RECORDS FOR THE EXERCISE:
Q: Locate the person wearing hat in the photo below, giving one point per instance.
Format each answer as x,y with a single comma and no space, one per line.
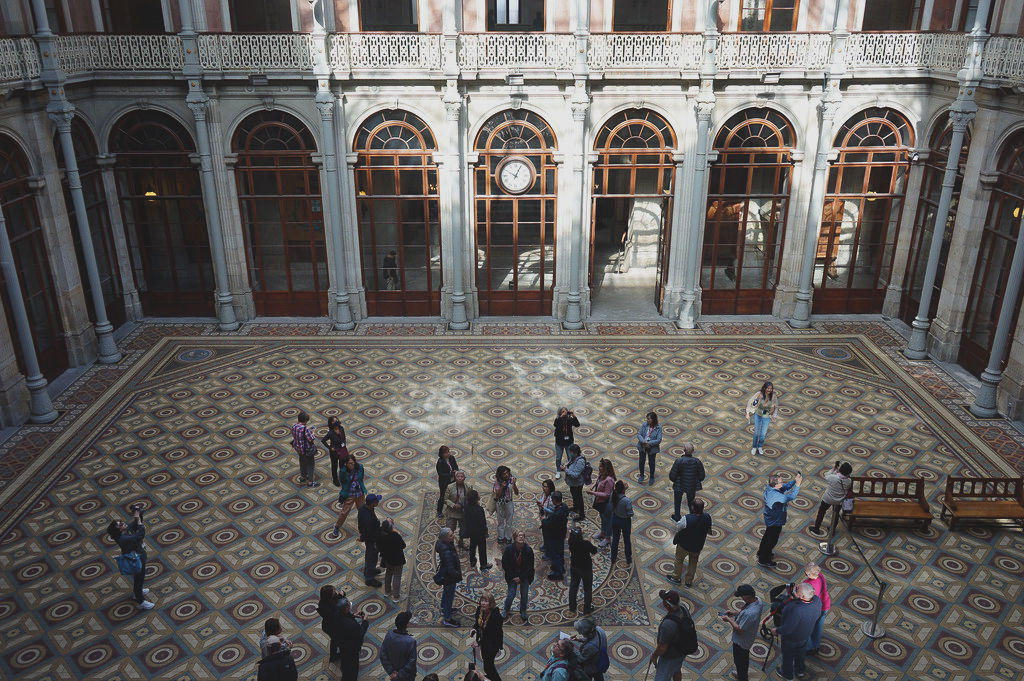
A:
398,650
370,534
676,639
744,628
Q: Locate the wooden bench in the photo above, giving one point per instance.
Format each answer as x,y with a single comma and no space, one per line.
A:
983,499
889,499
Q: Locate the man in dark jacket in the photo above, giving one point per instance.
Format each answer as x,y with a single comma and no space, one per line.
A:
777,497
370,534
398,650
686,475
517,561
554,524
799,618
351,629
475,525
449,573
279,665
691,533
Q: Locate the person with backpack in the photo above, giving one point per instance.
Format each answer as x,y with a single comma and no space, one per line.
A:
591,648
579,472
555,526
744,628
334,440
677,637
691,533
563,425
304,443
279,665
686,475
133,556
777,496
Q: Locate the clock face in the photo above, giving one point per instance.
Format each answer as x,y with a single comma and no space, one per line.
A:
515,175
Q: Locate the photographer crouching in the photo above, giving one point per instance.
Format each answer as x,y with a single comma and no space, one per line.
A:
131,562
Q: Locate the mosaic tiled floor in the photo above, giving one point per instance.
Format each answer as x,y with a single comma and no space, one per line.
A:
196,423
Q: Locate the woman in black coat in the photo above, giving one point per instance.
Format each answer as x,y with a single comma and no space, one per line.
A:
445,467
488,635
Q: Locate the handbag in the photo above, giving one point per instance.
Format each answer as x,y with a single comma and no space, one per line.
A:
130,563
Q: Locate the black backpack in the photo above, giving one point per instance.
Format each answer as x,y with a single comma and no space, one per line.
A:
686,633
279,667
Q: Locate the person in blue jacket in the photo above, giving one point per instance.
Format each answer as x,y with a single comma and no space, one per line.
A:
777,497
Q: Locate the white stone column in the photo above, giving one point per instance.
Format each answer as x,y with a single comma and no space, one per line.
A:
40,407
61,113
133,306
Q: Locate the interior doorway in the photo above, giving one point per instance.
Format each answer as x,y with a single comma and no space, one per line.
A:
630,215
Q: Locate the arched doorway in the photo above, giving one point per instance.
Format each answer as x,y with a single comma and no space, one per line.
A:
165,222
924,221
17,200
998,239
99,223
397,206
860,218
282,214
514,213
632,207
748,204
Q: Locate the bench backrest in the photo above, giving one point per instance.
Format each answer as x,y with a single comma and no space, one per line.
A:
889,487
985,487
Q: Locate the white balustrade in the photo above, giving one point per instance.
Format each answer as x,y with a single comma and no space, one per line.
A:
394,50
507,51
771,51
648,51
84,52
256,52
18,59
1005,58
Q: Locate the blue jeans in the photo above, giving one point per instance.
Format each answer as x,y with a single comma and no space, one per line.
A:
559,451
793,658
760,430
814,642
448,600
622,526
523,590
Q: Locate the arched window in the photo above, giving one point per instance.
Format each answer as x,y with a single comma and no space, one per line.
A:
924,220
17,200
998,240
631,207
396,203
282,214
514,211
748,204
99,223
860,218
165,221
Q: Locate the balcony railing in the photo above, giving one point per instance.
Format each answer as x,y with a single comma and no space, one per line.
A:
18,59
651,51
104,51
773,51
417,55
514,51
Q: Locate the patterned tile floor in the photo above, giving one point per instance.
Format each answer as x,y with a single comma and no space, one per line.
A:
196,423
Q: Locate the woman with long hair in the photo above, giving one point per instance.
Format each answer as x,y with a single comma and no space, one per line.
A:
488,634
352,493
648,443
601,492
762,407
622,521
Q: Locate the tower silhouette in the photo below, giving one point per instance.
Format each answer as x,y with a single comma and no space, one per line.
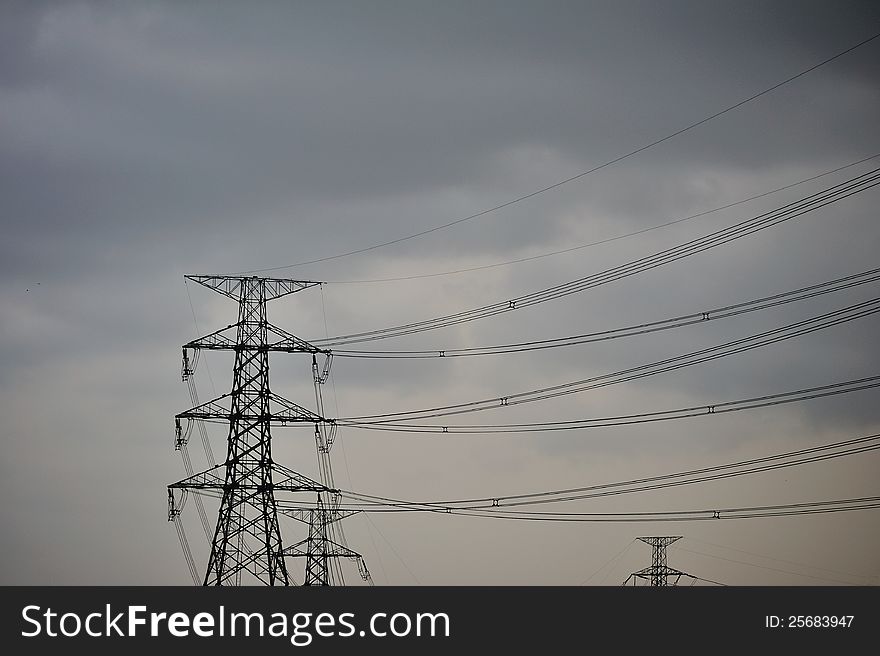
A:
247,545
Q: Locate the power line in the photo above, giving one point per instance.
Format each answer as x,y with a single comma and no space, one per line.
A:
607,240
629,331
574,177
771,569
782,333
705,514
811,455
778,560
781,398
736,231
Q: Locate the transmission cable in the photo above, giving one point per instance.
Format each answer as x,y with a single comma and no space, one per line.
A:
750,226
766,302
734,347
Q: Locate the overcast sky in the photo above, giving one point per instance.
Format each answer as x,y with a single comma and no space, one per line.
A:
141,141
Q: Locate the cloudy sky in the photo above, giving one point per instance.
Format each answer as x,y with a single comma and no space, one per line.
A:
141,141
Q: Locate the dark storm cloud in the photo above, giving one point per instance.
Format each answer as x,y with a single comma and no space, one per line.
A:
141,141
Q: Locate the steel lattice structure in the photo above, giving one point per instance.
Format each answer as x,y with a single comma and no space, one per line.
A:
247,539
659,572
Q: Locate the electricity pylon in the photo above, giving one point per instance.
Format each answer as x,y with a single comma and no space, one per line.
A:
658,573
247,538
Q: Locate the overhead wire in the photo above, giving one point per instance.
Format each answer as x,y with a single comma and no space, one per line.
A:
680,321
733,232
765,401
734,347
607,240
810,455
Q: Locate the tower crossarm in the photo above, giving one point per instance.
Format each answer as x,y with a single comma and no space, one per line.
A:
278,340
231,285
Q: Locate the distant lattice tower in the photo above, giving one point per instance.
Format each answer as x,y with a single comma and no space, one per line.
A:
658,573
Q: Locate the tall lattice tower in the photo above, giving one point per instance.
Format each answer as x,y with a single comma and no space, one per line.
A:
659,572
247,539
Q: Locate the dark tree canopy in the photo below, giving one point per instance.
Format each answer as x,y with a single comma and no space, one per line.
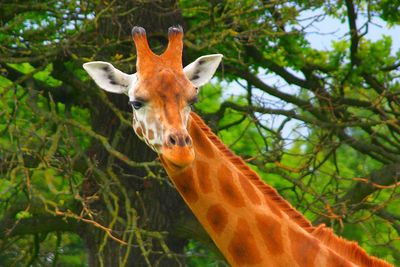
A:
78,188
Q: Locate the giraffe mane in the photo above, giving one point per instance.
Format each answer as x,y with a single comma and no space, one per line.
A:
345,248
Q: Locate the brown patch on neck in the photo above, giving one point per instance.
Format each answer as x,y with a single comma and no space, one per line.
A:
278,205
203,176
243,247
228,188
271,232
217,217
185,184
250,191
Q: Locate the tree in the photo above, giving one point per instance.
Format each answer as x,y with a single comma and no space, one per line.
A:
77,186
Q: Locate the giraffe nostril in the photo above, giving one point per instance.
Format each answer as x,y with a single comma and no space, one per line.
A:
172,140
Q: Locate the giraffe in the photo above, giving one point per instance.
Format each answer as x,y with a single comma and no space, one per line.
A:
250,223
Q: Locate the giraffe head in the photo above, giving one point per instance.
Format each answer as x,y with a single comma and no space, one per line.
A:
160,93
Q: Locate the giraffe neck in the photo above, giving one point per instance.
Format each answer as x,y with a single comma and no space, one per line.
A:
249,221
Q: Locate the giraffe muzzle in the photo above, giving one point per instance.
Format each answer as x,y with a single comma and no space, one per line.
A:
181,140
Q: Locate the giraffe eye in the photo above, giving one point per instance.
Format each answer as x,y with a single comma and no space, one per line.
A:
136,104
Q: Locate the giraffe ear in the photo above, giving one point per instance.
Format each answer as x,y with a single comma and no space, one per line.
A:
108,78
202,69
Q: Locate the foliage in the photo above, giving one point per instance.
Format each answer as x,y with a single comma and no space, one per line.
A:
320,125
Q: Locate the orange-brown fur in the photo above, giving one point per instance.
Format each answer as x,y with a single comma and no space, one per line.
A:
248,220
344,251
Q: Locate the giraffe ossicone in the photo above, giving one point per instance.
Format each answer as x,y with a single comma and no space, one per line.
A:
248,220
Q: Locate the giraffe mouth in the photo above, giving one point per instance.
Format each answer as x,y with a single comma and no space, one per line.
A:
178,157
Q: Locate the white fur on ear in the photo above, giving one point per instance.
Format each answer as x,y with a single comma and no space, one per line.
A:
108,77
202,69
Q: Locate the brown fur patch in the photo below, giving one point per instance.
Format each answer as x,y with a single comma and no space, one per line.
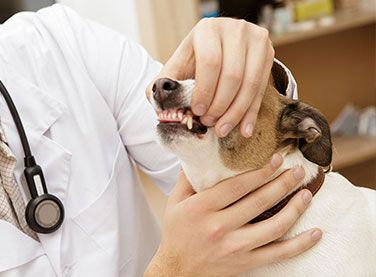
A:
239,153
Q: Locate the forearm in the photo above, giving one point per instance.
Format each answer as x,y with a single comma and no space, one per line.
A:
161,267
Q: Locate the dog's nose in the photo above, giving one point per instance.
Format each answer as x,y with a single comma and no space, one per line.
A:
163,87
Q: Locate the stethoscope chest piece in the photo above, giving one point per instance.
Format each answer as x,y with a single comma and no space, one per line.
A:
44,214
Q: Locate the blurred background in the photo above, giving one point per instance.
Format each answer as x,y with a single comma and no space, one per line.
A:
329,45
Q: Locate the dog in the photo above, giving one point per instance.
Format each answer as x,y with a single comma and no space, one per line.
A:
300,133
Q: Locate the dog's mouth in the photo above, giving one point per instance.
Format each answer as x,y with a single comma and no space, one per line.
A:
182,118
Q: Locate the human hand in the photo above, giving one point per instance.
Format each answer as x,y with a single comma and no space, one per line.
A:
208,234
230,60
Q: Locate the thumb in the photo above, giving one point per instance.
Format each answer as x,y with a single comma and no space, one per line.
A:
182,190
180,66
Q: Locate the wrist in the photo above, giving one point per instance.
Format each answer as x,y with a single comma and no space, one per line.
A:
163,266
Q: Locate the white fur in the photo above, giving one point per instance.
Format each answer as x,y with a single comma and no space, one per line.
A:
345,213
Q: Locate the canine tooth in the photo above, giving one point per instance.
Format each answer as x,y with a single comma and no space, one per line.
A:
190,123
180,115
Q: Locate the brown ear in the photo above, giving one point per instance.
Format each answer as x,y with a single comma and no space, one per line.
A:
280,78
308,127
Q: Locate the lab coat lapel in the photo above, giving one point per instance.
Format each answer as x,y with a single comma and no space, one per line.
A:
16,247
38,112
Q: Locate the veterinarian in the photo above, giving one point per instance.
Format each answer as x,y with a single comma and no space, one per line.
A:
79,90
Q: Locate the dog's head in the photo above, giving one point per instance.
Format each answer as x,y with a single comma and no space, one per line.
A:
283,125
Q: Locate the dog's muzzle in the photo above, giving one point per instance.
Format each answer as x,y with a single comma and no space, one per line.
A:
169,98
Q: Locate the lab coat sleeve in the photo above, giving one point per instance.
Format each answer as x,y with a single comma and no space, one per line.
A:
121,70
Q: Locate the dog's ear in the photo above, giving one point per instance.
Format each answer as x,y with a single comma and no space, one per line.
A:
310,129
280,78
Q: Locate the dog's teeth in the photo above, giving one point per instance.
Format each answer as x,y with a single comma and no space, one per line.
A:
190,123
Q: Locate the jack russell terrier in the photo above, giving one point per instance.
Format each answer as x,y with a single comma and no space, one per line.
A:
300,133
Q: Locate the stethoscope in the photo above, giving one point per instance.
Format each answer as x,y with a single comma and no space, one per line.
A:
44,212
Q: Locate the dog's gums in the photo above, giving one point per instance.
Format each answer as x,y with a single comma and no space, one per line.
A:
183,118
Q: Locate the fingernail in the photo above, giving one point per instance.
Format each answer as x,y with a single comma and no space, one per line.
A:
276,160
208,120
316,235
225,129
307,197
249,130
199,109
298,173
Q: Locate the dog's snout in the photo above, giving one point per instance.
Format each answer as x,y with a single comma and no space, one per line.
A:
163,87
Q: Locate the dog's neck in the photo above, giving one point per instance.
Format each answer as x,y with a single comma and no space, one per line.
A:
204,170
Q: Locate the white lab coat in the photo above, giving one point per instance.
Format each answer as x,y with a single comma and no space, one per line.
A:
80,91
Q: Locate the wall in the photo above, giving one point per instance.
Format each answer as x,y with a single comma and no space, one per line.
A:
119,15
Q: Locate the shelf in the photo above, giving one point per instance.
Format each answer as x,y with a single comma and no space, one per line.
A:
349,151
342,21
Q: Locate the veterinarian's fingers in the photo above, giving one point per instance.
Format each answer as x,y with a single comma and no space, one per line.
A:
232,189
180,66
182,190
278,251
248,122
263,198
275,227
231,76
257,72
208,56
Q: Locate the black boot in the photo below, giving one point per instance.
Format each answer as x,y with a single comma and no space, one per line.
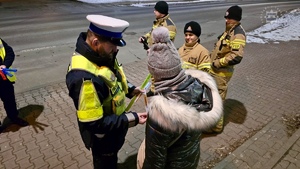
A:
19,121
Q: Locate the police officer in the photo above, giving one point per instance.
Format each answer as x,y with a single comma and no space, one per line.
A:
7,93
98,86
227,53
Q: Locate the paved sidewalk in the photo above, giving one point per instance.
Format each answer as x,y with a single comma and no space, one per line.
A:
263,88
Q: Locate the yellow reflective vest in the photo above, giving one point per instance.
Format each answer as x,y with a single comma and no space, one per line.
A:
2,55
90,107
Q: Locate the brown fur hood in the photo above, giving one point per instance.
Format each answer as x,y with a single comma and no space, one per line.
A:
169,112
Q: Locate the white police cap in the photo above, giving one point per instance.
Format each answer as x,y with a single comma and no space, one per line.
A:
108,27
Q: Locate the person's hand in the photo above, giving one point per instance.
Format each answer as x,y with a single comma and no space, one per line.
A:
141,39
2,67
137,91
142,117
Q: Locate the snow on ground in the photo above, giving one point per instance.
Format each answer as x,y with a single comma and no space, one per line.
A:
285,28
140,2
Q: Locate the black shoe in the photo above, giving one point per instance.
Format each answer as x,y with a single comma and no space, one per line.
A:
19,121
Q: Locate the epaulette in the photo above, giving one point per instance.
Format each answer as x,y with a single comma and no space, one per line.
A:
239,30
169,22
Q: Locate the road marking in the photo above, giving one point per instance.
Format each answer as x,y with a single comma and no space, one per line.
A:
36,49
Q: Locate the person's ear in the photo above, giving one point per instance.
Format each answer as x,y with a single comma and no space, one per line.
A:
95,42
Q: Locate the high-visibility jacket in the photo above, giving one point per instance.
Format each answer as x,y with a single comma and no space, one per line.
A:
89,106
195,57
228,51
2,55
167,22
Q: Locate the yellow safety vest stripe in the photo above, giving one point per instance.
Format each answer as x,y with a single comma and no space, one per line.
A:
89,107
12,78
204,66
188,65
115,103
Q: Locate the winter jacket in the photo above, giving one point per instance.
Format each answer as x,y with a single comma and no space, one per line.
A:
167,22
176,119
195,57
228,51
110,130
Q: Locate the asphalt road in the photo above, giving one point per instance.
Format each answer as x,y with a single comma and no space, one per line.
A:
43,32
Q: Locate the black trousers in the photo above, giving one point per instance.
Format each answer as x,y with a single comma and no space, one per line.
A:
7,95
104,161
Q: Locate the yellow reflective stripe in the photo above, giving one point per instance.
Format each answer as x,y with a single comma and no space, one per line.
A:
222,61
222,37
2,50
89,107
187,65
239,41
236,44
224,74
12,78
172,35
204,66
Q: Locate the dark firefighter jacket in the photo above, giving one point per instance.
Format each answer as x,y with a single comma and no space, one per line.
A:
228,51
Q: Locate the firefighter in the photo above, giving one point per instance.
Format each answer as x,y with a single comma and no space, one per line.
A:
162,18
7,93
98,86
228,52
192,53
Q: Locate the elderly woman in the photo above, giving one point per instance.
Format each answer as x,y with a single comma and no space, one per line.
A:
185,103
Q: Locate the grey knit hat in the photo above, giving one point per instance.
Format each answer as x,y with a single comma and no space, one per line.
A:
163,59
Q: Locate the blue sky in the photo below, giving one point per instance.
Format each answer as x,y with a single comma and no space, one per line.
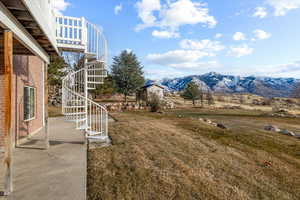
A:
174,38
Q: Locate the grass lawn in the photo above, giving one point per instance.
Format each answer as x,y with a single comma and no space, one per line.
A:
176,156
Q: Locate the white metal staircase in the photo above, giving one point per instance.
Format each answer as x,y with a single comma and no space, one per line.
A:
76,105
79,35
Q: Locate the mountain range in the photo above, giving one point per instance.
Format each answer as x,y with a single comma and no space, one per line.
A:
264,86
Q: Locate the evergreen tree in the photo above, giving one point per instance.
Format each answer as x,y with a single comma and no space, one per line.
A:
127,73
192,92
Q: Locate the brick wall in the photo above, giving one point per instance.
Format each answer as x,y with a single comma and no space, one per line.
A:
1,100
27,72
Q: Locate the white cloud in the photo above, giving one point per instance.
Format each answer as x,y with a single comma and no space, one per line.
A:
218,35
205,45
278,70
261,35
179,58
283,6
118,9
260,12
239,36
165,34
173,14
239,51
146,10
183,12
59,6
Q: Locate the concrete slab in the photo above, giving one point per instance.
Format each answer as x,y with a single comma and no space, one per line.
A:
57,173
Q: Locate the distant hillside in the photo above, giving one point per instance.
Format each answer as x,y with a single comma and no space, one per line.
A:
264,86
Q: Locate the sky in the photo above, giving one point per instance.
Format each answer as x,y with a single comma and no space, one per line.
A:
176,38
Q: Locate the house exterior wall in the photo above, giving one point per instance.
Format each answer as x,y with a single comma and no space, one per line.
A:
28,71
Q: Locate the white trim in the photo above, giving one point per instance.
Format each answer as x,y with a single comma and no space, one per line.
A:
8,21
43,91
43,14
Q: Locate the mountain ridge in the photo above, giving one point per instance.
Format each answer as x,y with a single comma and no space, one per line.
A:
216,82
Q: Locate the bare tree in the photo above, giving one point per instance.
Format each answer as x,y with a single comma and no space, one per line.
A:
210,98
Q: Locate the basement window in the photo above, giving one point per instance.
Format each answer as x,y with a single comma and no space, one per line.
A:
29,103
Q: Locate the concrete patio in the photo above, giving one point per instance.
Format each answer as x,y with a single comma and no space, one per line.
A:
57,173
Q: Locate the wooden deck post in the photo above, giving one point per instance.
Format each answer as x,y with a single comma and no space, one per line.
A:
8,71
47,146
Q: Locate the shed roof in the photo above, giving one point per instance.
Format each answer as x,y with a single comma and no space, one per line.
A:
153,84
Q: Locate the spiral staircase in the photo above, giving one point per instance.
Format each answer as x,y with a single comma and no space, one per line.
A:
88,116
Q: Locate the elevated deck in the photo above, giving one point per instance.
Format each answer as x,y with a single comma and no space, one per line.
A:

WHAT IS NEEDED: Pull out the lines above in which the word "veterinarian" appears.

WRITTEN ANSWER:
Q: Locate the veterinarian in the photo above, giving one point per instance.
Q: Locate the veterinarian's fingers in the photo above, giving one point per instance.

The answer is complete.